**OBJECTIVE:**
Reproduce verbatim the stretch of the data below from the line containing "tag the woman's ear" through the line containing "<point>271,208</point>", including both of those lines.

>> Begin

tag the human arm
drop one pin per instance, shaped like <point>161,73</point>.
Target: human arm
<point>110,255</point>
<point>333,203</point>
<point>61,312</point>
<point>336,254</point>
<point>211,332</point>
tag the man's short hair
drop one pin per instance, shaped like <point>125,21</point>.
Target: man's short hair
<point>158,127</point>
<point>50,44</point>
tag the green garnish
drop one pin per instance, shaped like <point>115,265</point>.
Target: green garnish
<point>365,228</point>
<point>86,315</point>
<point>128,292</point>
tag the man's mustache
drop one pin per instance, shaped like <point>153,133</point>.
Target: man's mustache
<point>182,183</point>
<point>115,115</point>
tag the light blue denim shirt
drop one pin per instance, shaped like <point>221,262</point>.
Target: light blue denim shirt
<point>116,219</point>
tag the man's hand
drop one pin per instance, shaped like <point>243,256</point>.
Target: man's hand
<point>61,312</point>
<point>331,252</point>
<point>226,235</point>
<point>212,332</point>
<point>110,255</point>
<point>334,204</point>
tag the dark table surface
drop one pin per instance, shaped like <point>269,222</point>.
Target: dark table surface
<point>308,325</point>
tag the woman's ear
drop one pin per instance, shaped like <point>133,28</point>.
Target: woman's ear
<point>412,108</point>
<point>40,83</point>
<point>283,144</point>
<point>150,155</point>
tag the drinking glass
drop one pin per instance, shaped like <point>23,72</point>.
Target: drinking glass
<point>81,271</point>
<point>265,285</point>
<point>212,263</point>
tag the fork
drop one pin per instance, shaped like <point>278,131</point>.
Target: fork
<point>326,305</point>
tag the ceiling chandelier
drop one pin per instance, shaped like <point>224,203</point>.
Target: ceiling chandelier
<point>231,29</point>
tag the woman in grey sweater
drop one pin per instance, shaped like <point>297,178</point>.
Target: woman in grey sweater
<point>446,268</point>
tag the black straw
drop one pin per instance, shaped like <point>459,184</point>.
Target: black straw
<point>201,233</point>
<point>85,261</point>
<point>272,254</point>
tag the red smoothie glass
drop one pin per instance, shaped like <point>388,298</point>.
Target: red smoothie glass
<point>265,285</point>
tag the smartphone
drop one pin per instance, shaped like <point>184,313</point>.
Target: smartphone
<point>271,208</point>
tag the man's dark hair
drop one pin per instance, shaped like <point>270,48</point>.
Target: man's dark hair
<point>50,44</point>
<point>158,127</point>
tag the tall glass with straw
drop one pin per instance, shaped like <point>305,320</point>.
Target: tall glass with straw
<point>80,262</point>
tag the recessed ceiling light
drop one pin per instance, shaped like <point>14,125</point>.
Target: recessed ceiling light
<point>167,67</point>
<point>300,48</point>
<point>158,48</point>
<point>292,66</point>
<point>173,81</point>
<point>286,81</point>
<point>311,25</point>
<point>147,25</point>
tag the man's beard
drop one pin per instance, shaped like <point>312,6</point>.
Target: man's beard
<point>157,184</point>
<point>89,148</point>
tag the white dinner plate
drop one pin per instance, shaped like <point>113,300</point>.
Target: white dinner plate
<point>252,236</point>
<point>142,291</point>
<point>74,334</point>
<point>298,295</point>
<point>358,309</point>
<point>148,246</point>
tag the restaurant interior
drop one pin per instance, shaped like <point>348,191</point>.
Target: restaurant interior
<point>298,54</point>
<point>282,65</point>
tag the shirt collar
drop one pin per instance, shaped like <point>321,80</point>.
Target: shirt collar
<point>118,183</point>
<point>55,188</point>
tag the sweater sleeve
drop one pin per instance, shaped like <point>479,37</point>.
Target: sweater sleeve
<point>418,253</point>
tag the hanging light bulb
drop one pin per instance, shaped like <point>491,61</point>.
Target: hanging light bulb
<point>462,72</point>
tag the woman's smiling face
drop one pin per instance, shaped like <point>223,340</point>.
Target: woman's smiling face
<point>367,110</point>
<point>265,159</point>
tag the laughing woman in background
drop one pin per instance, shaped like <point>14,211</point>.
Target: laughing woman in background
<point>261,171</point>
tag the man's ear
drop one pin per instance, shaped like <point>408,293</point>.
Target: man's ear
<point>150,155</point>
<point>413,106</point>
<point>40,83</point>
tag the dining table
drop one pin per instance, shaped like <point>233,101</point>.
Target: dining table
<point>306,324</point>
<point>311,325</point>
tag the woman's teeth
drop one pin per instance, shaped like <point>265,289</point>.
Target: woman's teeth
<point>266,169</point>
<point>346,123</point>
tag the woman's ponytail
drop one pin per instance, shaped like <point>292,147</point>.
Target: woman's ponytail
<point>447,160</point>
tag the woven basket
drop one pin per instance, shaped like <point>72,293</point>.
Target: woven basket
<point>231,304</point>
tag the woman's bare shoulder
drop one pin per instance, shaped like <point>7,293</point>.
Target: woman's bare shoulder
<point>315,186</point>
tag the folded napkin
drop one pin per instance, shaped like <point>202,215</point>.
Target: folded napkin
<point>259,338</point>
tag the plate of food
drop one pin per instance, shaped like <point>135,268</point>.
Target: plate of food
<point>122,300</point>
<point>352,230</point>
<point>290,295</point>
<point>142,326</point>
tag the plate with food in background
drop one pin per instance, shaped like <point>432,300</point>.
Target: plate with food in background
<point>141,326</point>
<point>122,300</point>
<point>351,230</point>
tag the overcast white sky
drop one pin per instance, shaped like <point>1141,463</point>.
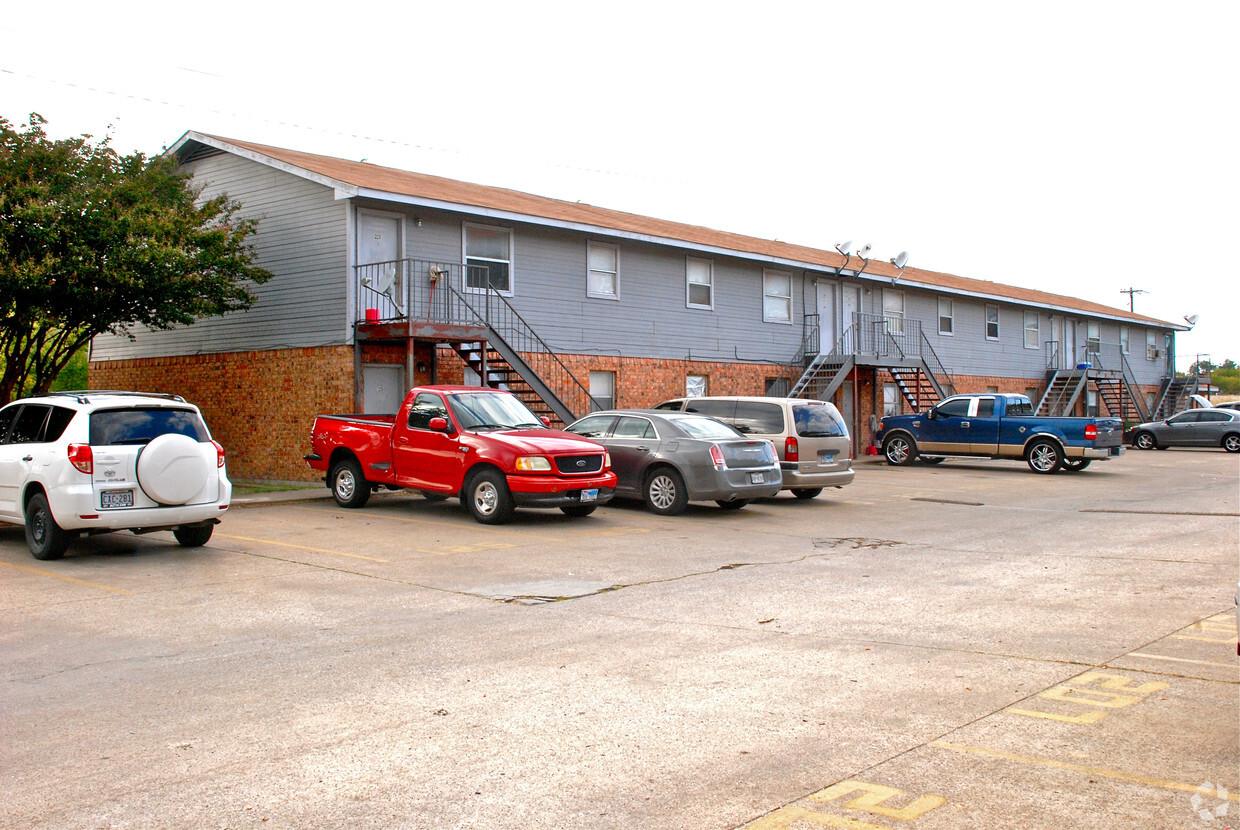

>> End

**RESULT BELOW:**
tag the woman's ear
drop one pin per instance, shaped like <point>133,28</point>.
Target: woman's ear
<point>412,108</point>
<point>40,83</point>
<point>283,144</point>
<point>150,155</point>
tag the drinking glass
drop one pin per instance, shaped like <point>23,72</point>.
Target: drinking glass
<point>81,271</point>
<point>265,285</point>
<point>212,263</point>
tag the fork
drop one pin per instance, shaped like <point>278,131</point>.
Target: fork
<point>326,305</point>
tag the ceiling chandelier
drop one pin per instance, shaped like <point>224,203</point>.
Target: ceiling chandelier
<point>231,29</point>
tag the woman in grey sweater
drop one pin per instance, shaped like <point>297,178</point>.
Target: woman in grey sweater
<point>446,268</point>
tag the black straw
drop one pin per instance, shaped like <point>459,184</point>.
Target: black straw
<point>201,233</point>
<point>85,261</point>
<point>272,254</point>
tag the red smoothie glass
drop one pin per instance, shaped like <point>388,298</point>.
Target: red smoothie glass
<point>265,285</point>
tag the smartphone
drop one pin per instance, shaped like <point>184,313</point>.
Target: smartphone
<point>271,208</point>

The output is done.